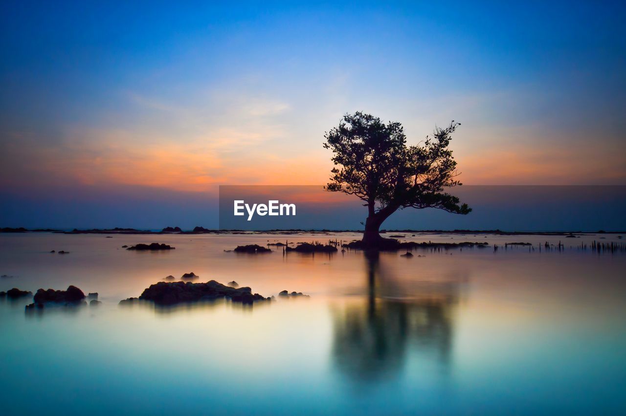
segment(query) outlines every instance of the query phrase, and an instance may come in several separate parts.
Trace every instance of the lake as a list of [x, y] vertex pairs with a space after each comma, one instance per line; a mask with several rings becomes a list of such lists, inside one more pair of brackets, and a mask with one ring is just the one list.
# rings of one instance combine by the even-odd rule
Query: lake
[[[2, 413], [626, 412], [626, 255], [577, 248], [616, 235], [406, 235], [490, 244], [411, 258], [225, 251], [357, 238], [1, 234], [0, 290], [74, 285], [102, 302], [26, 312], [32, 298], [0, 301]], [[121, 247], [153, 241], [176, 250]], [[276, 299], [118, 305], [190, 271]]]

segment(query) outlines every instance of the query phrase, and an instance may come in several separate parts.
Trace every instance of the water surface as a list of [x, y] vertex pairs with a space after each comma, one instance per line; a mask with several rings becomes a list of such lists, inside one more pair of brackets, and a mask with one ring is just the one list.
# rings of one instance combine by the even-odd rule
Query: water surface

Exercise description:
Reproduce all of the material above with "outlines" replaced by "delineates" and everything else left unchanged. Omit the pictures.

Result:
segment(query) delineates every instance of the query phrase, and an instance may come in several separate parts.
Trace every instance of the lake as a list of [x, y] vertex pairs with a space after each comma, one instance per line; a mask with several rings becomes a list of such lists, inside one more pair of brackets, and a mask with one ring is just the one list.
# rings of one instance combine by the even-odd rule
Query: lake
[[[2, 413], [626, 412], [626, 255], [577, 248], [616, 235], [406, 235], [490, 244], [411, 258], [225, 251], [357, 238], [1, 234], [0, 290], [74, 285], [102, 302], [26, 312], [32, 298], [0, 301]], [[121, 247], [153, 241], [176, 250]], [[276, 299], [118, 305], [190, 271]]]

segment(query) delineates every instance of the query phrase, and an instance may come in several separate parts.
Trace every instance of the water surface as a list of [x, y] vertex pairs with a space after each comma, one instance per line; a mask with several rings becomes a list of such lists, inside one more pair of brackets, and a mask with one ring is just the one list.
# rings of one instance combine by the even-odd rule
Query: water surface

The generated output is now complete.